• **O que se pede**:
Copie na íntegra todas as linhas do material abaixo, omitindo as imagens na resposta.

• **Dados fornecidos**:

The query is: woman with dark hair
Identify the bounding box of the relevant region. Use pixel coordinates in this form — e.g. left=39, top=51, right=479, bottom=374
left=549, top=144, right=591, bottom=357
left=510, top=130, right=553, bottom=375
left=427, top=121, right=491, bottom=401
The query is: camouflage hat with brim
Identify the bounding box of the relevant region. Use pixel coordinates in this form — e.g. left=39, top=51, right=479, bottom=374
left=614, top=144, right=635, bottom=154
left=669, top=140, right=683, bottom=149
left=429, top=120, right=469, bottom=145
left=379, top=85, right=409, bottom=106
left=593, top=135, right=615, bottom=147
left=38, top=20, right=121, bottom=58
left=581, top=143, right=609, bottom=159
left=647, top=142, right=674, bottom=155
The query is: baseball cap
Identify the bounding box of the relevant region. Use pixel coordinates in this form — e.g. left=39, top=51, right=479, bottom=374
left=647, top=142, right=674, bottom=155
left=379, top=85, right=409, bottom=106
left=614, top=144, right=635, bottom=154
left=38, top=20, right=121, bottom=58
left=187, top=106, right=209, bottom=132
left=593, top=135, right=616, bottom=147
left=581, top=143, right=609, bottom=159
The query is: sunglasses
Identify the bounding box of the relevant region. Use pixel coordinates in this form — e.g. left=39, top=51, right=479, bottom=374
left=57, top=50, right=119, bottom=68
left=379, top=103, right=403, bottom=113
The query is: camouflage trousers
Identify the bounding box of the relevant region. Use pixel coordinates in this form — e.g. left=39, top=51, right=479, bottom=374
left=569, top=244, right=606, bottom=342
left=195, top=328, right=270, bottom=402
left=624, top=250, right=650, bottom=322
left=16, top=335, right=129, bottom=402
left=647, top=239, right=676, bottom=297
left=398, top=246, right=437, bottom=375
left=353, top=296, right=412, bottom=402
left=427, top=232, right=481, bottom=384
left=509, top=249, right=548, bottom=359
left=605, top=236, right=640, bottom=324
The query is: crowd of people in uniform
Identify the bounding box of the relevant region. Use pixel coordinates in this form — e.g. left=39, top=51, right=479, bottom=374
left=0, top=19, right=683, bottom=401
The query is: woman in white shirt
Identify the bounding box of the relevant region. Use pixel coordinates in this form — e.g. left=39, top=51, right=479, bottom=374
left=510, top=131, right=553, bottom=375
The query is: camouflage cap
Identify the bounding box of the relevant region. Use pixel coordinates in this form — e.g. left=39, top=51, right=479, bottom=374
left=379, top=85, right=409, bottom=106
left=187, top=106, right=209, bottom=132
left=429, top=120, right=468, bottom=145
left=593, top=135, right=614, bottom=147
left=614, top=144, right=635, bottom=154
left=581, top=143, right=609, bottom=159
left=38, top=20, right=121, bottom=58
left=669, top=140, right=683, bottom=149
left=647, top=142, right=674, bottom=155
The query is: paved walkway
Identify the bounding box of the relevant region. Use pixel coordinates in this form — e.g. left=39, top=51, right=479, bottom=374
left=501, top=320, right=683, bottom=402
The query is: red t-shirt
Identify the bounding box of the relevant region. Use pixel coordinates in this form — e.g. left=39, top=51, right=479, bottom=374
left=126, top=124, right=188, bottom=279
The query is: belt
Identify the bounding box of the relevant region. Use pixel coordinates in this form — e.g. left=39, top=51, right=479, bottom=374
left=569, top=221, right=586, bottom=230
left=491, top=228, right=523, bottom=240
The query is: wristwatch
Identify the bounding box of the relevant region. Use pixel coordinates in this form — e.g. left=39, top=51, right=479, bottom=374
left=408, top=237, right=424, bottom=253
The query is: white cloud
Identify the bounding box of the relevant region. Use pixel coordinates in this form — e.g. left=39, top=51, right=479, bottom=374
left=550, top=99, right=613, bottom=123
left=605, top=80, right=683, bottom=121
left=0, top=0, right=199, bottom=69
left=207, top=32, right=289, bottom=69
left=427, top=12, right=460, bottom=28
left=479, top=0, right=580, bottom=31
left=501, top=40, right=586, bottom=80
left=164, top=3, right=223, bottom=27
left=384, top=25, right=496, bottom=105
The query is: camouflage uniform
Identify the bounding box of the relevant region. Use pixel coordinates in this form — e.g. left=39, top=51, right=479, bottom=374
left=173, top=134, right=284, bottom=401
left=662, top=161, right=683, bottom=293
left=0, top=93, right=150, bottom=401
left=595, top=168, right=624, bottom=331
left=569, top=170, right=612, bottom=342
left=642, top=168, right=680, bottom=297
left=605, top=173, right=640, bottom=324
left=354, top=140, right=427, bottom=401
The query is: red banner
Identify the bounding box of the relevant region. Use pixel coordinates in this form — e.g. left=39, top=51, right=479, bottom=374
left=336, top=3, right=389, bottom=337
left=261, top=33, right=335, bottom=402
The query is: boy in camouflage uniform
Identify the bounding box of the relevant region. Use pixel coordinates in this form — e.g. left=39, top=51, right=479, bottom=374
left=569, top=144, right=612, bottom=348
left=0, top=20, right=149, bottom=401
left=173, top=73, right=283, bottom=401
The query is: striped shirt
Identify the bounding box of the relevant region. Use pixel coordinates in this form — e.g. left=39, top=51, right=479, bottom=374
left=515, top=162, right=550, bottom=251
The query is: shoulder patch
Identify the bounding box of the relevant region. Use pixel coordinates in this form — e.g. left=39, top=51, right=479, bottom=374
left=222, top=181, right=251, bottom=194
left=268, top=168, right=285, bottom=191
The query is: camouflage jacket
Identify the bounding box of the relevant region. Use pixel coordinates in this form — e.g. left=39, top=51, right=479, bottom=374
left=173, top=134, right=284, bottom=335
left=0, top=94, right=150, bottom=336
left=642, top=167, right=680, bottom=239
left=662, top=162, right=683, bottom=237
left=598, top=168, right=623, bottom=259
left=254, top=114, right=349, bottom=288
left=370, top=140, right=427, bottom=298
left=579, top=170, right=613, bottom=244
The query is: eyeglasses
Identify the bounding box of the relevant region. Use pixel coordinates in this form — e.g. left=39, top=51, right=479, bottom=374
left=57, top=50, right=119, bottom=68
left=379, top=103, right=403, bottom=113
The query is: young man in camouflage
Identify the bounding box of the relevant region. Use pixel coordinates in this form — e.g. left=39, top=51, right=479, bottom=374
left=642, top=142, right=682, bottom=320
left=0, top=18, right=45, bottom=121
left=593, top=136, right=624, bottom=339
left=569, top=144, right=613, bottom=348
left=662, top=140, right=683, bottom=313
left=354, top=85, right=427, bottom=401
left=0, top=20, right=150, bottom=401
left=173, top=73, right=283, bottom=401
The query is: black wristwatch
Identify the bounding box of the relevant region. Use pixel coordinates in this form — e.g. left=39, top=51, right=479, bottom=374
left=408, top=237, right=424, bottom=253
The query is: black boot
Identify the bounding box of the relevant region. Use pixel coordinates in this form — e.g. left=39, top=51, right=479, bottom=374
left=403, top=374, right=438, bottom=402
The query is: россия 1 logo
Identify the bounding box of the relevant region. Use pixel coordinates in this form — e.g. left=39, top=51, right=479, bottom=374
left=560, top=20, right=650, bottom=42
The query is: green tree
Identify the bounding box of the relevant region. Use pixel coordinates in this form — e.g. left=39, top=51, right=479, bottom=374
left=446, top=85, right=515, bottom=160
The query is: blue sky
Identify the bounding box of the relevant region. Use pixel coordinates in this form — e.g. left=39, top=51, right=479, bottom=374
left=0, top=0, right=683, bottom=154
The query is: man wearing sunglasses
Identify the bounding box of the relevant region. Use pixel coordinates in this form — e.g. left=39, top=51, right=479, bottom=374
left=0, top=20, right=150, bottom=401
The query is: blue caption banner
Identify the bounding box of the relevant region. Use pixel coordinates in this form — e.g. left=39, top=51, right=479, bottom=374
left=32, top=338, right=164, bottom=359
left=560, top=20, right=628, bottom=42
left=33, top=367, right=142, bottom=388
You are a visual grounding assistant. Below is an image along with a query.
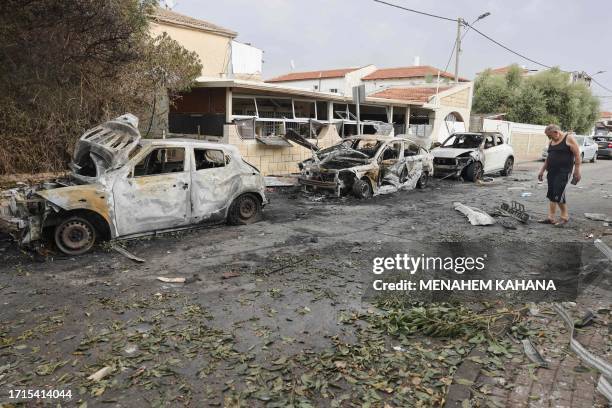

• **Resposta da tarefa**:
The query is: woman with dark hair
Identify the bounding box of the relevant region. Use pixel coordinates in this form — e.g. left=39, top=51, right=479, bottom=374
left=549, top=144, right=591, bottom=357
left=510, top=130, right=553, bottom=375
left=427, top=121, right=491, bottom=401
The query is: camouflage hat with brim
Identify the bounding box of the relevant region. Use pixel coordinates in this form — e.g. left=39, top=51, right=479, bottom=374
left=614, top=144, right=635, bottom=154
left=669, top=140, right=683, bottom=149
left=429, top=120, right=469, bottom=145
left=379, top=85, right=409, bottom=106
left=593, top=135, right=615, bottom=147
left=38, top=20, right=121, bottom=58
left=581, top=143, right=609, bottom=159
left=647, top=142, right=674, bottom=155
The query is: baseball cap
Identify the bounding box of the relevant region. Use pixel coordinates in this form — e.g. left=39, top=51, right=479, bottom=374
left=647, top=142, right=674, bottom=155
left=379, top=85, right=409, bottom=106
left=614, top=144, right=635, bottom=154
left=38, top=20, right=121, bottom=58
left=187, top=106, right=209, bottom=132
left=593, top=135, right=616, bottom=147
left=581, top=143, right=609, bottom=159
The query is: sunglasses
Identify the bounding box of the relevant region. Use pixel coordinates in this form — e.g. left=39, top=51, right=479, bottom=374
left=57, top=50, right=119, bottom=68
left=379, top=103, right=403, bottom=113
The query is: camouflage trousers
Identify the bounding box of the relevant region. Use pixel coordinates in this form — e.g. left=39, top=51, right=479, bottom=374
left=569, top=244, right=606, bottom=342
left=195, top=328, right=270, bottom=402
left=624, top=250, right=650, bottom=322
left=16, top=335, right=129, bottom=402
left=647, top=239, right=676, bottom=297
left=398, top=246, right=437, bottom=375
left=353, top=296, right=412, bottom=402
left=427, top=232, right=481, bottom=384
left=509, top=249, right=548, bottom=359
left=605, top=236, right=640, bottom=324
The query is: crowd of people in uniform
Identify the bounding box of the relevant region. Use pixel coordinates in this form — e.g. left=39, top=51, right=479, bottom=374
left=0, top=19, right=683, bottom=401
The query is: woman in white shirt
Identify the bounding box of the relevant region. Use pixel coordinates in this form — e.g. left=39, top=51, right=479, bottom=374
left=510, top=131, right=553, bottom=375
The query is: camouflage cap
Identify the bounding box of the relevant region. Use pixel coordinates in this form — e.g. left=39, top=51, right=479, bottom=374
left=379, top=85, right=409, bottom=106
left=187, top=106, right=209, bottom=132
left=429, top=120, right=468, bottom=145
left=593, top=135, right=614, bottom=147
left=614, top=144, right=635, bottom=154
left=581, top=143, right=609, bottom=159
left=38, top=20, right=121, bottom=58
left=669, top=140, right=683, bottom=149
left=647, top=142, right=674, bottom=155
The query is: paved walkway
Identify the bounding box of the relevant region. Use pixel coordinates in this form — e.g. left=39, top=51, right=479, bottom=374
left=501, top=320, right=683, bottom=402
The query is: red t-shirt
Identify the bounding box of the relevant region. Use pixel coordinates in this form — e.g. left=39, top=51, right=479, bottom=374
left=126, top=124, right=188, bottom=279
The query is: belt
Identify the bounding box of the relevant region. Use pixel coordinates in this form — e.g. left=39, top=51, right=479, bottom=374
left=569, top=221, right=586, bottom=230
left=491, top=228, right=523, bottom=240
The query is: wristwatch
Identify the bounding box of the relevant region. Use pixel coordinates in this form — e.g. left=39, top=51, right=479, bottom=374
left=408, top=237, right=424, bottom=253
The query is: white cloud
Identify the bounding box of the relevant region. Use pixel coordinates in this form — e.g. left=39, top=51, right=479, bottom=374
left=550, top=99, right=613, bottom=123
left=605, top=80, right=683, bottom=121
left=0, top=0, right=199, bottom=69
left=207, top=32, right=289, bottom=69
left=427, top=12, right=460, bottom=28
left=479, top=0, right=580, bottom=31
left=501, top=40, right=586, bottom=80
left=164, top=3, right=223, bottom=27
left=384, top=25, right=496, bottom=105
The query is: camouflage uniform
Identify the bounding box of the relevant region. Use pixel coordinates in this form — e.g. left=39, top=51, right=479, bottom=374
left=173, top=134, right=284, bottom=401
left=662, top=161, right=683, bottom=293
left=0, top=93, right=150, bottom=401
left=595, top=168, right=624, bottom=331
left=569, top=170, right=612, bottom=342
left=642, top=168, right=680, bottom=297
left=605, top=173, right=640, bottom=324
left=354, top=140, right=427, bottom=401
The query is: red banner
Identify the bounding box of the relevant region. Use pixel coordinates in this form — e.g. left=39, top=51, right=479, bottom=374
left=336, top=3, right=389, bottom=337
left=261, top=33, right=335, bottom=402
The query is: boy in camouflage uniform
Identify the bounding box of the relevant region. Use pixel coordinates in this form — e.g. left=39, top=51, right=479, bottom=374
left=569, top=144, right=612, bottom=348
left=0, top=20, right=149, bottom=401
left=173, top=73, right=283, bottom=401
The query is: striped shirt
Identify the bounding box of the relevant region. Use pixel coordinates in this form — e.g. left=39, top=51, right=479, bottom=374
left=515, top=162, right=550, bottom=251
The query is: shoulder patch
Identify the bounding box of the relevant region. Use pixel coordinates in this form — e.g. left=39, top=51, right=479, bottom=374
left=222, top=181, right=251, bottom=194
left=268, top=168, right=285, bottom=191
The query is: camouflage jacket
Identify the bounding box of the relevant region. Use pixel coordinates in this form — e.g. left=39, top=51, right=479, bottom=374
left=173, top=134, right=284, bottom=335
left=0, top=94, right=150, bottom=336
left=642, top=167, right=680, bottom=239
left=662, top=162, right=683, bottom=237
left=598, top=168, right=623, bottom=259
left=254, top=114, right=349, bottom=288
left=370, top=140, right=427, bottom=298
left=579, top=170, right=613, bottom=244
The query is: eyeglasses
Identify the bounding box of the relevant region. Use pixel coordinates in this form — e.g. left=39, top=51, right=479, bottom=374
left=57, top=50, right=119, bottom=68
left=379, top=103, right=403, bottom=113
The query is: young man in camouflage
Identify the bounding box of the relevant region. Use pixel coordinates in this form — e.g. left=39, top=51, right=479, bottom=374
left=642, top=142, right=682, bottom=320
left=0, top=18, right=45, bottom=121
left=593, top=136, right=624, bottom=339
left=569, top=144, right=613, bottom=348
left=662, top=140, right=683, bottom=313
left=354, top=85, right=427, bottom=401
left=0, top=20, right=150, bottom=401
left=173, top=73, right=283, bottom=401
The query is: black wristwatch
Identify the bounding box of the relevant region. Use pixel coordinates in this form — e.g. left=39, top=51, right=479, bottom=374
left=408, top=237, right=424, bottom=253
The query is: black boot
Identify the bounding box of the relevant region. Use pixel coordinates in this form — e.g. left=39, top=51, right=479, bottom=374
left=403, top=374, right=438, bottom=402
The query is: россия 1 logo
Identify the bounding box of the relevant region. Use pixel coordinates in this form — e.g. left=39, top=51, right=479, bottom=374
left=560, top=20, right=650, bottom=42
The query is: green tree
Identify the bounding box of the relevant region. Use pixel coordinates in this form — e.g. left=39, top=51, right=479, bottom=374
left=446, top=85, right=515, bottom=160
The query is: blue sky
Identify the bounding box of the relevant region. Use pixel coordinates in this form — e.g. left=39, top=51, right=479, bottom=374
left=0, top=0, right=683, bottom=154
The query is: man wearing sunglasses
Identify the bounding box of the relevant region. Use pixel coordinates in this form — e.g. left=39, top=51, right=479, bottom=374
left=0, top=20, right=150, bottom=401
The query is: blue caption banner
Identify the bounding box of the relevant region. Use pixel coordinates in this form — e.g. left=39, top=51, right=479, bottom=374
left=32, top=338, right=164, bottom=359
left=560, top=20, right=628, bottom=42
left=33, top=367, right=142, bottom=388
You are a visual grounding assistant. Below is an image along with a query.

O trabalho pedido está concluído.